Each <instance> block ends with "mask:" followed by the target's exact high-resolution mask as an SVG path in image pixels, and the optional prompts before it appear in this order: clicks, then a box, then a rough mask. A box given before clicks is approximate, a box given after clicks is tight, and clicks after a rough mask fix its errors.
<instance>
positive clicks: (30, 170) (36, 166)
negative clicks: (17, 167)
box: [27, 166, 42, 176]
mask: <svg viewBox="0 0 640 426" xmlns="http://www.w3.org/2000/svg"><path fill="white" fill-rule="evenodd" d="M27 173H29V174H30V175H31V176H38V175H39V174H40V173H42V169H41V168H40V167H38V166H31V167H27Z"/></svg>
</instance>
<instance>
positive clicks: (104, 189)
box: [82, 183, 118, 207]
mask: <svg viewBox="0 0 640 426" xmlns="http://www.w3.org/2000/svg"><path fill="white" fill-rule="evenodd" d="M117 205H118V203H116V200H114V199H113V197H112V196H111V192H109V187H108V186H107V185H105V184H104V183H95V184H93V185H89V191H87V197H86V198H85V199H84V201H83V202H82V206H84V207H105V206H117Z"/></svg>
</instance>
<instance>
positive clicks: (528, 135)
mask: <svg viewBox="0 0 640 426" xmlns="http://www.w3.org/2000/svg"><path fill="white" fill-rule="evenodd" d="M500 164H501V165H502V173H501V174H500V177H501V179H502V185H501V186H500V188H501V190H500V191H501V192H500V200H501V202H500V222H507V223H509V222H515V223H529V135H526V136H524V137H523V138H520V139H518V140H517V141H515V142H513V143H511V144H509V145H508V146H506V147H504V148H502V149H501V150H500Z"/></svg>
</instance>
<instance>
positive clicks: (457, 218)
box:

▶ **About this task**
Write every record out again, letter for letter.

▶ **Written solution**
Each <instance> block ends with "mask:" followed by the target's exact high-resolution mask as an SVG path in image pixels, and the optional prompts before it appear in this order: clicks, then a box, then a rough mask. A box given before clicks is approximate, a box given after clicks is tight, and clicks after a rough mask fix its errors.
<instance>
positive clicks: (30, 170) (36, 166)
negative clicks: (17, 167)
box: [27, 166, 42, 176]
mask: <svg viewBox="0 0 640 426" xmlns="http://www.w3.org/2000/svg"><path fill="white" fill-rule="evenodd" d="M27 173H29V174H30V175H31V176H38V175H39V174H40V173H42V169H41V168H40V167H38V166H31V167H27Z"/></svg>
</instance>
<instance>
positive clicks: (104, 189)
box: [82, 183, 118, 207]
mask: <svg viewBox="0 0 640 426" xmlns="http://www.w3.org/2000/svg"><path fill="white" fill-rule="evenodd" d="M117 205H118V203H116V200H114V199H113V197H112V196H111V192H109V187H108V186H107V185H105V184H104V183H95V184H93V185H89V191H87V197H86V198H85V199H84V201H83V202H82V206H84V207H105V206H117Z"/></svg>
</instance>
<instance>
positive clicks: (528, 135)
mask: <svg viewBox="0 0 640 426" xmlns="http://www.w3.org/2000/svg"><path fill="white" fill-rule="evenodd" d="M500 164H501V165H502V173H501V174H500V177H501V179H502V185H501V186H500V188H501V190H500V191H501V192H500V200H501V202H500V222H507V223H509V222H515V223H529V135H526V136H524V137H523V138H520V139H518V140H517V141H515V142H513V143H511V144H509V145H508V146H506V147H504V148H502V149H501V150H500Z"/></svg>
</instance>
<instance>
positive clicks: (457, 218)
box:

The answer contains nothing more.